*** Data provided ***

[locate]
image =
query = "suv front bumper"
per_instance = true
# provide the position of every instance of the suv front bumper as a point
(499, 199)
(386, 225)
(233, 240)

***

→ Exercise prompt
Take the entries above and return all of them exactly.

→ Your response
[locate]
image =
query = "suv front bumper"
per_instance = true
# provide the position of every instance of the suv front bumper as a point
(499, 199)
(386, 225)
(233, 240)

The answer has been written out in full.